Task instructions: Leaving the pictures out, transcribe the records below exactly.

─── Data ───

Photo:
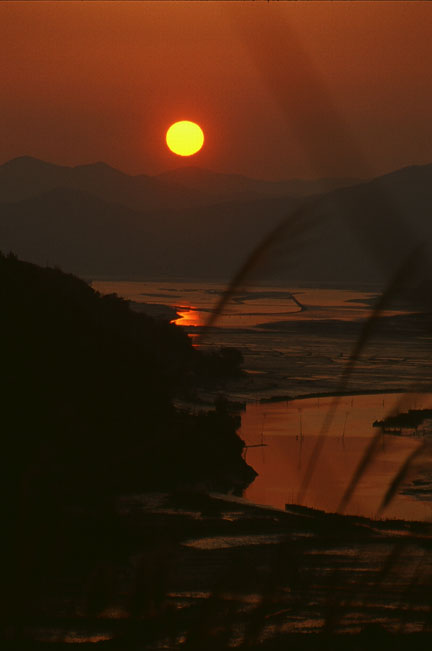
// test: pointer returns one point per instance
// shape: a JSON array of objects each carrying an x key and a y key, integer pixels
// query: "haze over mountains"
[{"x": 98, "y": 222}]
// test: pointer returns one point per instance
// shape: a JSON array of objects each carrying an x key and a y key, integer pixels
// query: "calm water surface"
[
  {"x": 289, "y": 431},
  {"x": 286, "y": 356}
]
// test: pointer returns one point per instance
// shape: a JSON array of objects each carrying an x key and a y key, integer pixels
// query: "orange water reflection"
[{"x": 289, "y": 431}]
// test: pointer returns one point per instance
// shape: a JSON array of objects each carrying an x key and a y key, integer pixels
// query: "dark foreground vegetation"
[
  {"x": 87, "y": 389},
  {"x": 112, "y": 540}
]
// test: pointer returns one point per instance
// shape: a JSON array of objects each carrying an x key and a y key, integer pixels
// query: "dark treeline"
[{"x": 87, "y": 389}]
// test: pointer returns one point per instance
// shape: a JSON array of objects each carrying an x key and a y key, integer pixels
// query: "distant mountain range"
[{"x": 96, "y": 221}]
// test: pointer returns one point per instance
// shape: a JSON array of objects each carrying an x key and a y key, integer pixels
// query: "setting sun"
[{"x": 185, "y": 138}]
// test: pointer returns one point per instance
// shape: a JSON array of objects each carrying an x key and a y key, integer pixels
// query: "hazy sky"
[{"x": 280, "y": 89}]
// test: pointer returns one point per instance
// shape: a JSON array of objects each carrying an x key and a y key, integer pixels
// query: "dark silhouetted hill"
[{"x": 87, "y": 390}]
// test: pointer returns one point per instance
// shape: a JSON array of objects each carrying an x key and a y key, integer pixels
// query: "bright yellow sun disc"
[{"x": 185, "y": 138}]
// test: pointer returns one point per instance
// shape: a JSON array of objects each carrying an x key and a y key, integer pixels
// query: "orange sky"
[{"x": 280, "y": 89}]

───

Task solution:
Photo:
// test: pointer returns one point per instance
// shape: a JSON array of objects each carrying an x key and a y key, integer pixels
// query: "haze over mountains"
[{"x": 98, "y": 222}]
// test: pointer returns one point per instance
// shape: a JSON array of objects each carrying an x key and a y key, integer pixels
// query: "calm water surface"
[
  {"x": 289, "y": 431},
  {"x": 286, "y": 356}
]
// test: pointer returns one point per instance
// shape: a JSON array of objects each carrying an x key and a y key, integer pixels
// query: "orange water reflection"
[{"x": 289, "y": 431}]
// test: pointer returns one point per instance
// shape: a JSON array of objects each carrying an x key and a y key, integer pixels
// query: "dark foreground vegetation"
[
  {"x": 87, "y": 389},
  {"x": 112, "y": 540}
]
// test: pointer returns one point per instance
// shape: a JSON array of objects each carrying an x key and a y key, integer pixels
// query: "dark treeline"
[{"x": 87, "y": 389}]
// test: pointer returns one point per instance
// shape: a JSON array of objects each carrying an x key and a y key, integer pixels
// query: "distant mountain range"
[{"x": 96, "y": 221}]
// test: pointer returns one point per instance
// shape: a JSON array of objects each carrying an x key and a y key, integer pixels
// query: "setting sun"
[{"x": 185, "y": 138}]
// test: pointer returns one point per instance
// shape: a JSON array of objects each carrying an x key and a y key, integer pixels
// query: "hazy sky"
[{"x": 280, "y": 89}]
// test: pointer returns one point per instance
// shape: a JSON array of objects each carrying an x key and a y key, integer pixels
// query: "dark silhouetted hill"
[{"x": 87, "y": 390}]
// test: pointer returns one point per instance
// shape: a JSON array of objects each carrying an x key and a y key, integer pixels
// query: "bright yellow sun disc"
[{"x": 185, "y": 138}]
// test: pointer returns one point per instance
// shape: a JSON array of objects each carrying an x key and a y key, integer pixels
// query: "orange sky"
[{"x": 280, "y": 89}]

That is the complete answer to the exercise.